Would you filter these records and copy every line that has the word "person"?

===

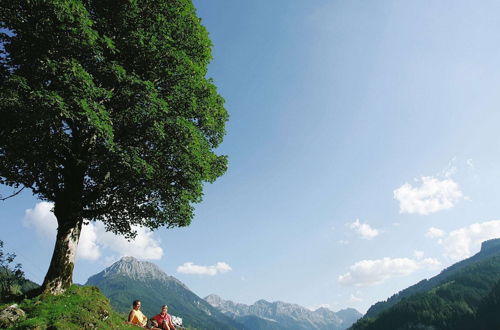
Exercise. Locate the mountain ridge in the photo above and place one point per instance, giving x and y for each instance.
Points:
(488, 248)
(284, 315)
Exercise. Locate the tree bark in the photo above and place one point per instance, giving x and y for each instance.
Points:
(60, 274)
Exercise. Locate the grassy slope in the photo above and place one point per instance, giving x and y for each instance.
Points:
(78, 308)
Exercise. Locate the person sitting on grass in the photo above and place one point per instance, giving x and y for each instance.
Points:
(164, 319)
(136, 317)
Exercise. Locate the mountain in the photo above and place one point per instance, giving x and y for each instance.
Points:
(264, 315)
(129, 279)
(465, 296)
(488, 249)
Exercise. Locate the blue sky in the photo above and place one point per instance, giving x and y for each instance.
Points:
(363, 155)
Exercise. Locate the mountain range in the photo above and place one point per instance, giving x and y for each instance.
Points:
(280, 315)
(129, 279)
(464, 296)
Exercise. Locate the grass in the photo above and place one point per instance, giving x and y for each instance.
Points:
(77, 308)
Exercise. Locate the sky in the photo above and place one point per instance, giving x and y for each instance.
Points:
(363, 149)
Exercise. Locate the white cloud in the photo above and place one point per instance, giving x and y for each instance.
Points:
(190, 268)
(316, 307)
(434, 232)
(433, 195)
(464, 242)
(94, 238)
(451, 169)
(418, 254)
(363, 230)
(354, 299)
(371, 272)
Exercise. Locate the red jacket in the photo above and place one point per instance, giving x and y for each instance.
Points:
(163, 318)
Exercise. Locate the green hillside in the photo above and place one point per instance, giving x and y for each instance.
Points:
(489, 249)
(130, 279)
(77, 308)
(463, 301)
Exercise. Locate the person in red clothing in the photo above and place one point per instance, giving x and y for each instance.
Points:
(164, 319)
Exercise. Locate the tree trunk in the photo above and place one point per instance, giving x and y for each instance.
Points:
(60, 274)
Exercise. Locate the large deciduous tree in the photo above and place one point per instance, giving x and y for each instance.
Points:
(106, 111)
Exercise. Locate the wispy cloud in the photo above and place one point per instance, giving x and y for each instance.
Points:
(371, 272)
(191, 268)
(464, 242)
(363, 229)
(94, 238)
(434, 232)
(431, 196)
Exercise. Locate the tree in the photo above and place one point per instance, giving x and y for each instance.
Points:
(107, 112)
(11, 278)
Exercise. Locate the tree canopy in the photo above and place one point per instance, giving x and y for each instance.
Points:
(107, 111)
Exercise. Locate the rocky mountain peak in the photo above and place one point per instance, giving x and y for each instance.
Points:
(214, 300)
(137, 270)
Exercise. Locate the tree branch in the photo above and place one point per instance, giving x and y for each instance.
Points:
(14, 194)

===

§ **YOUR SOLUTION**:
Exercise. Locate the person sitting on grass in the photo above and place one point per instance, giving x and y for each instance.
Exercise. Locate the person in red clothing in the photo above and place one point per instance, giving x and y for each instance.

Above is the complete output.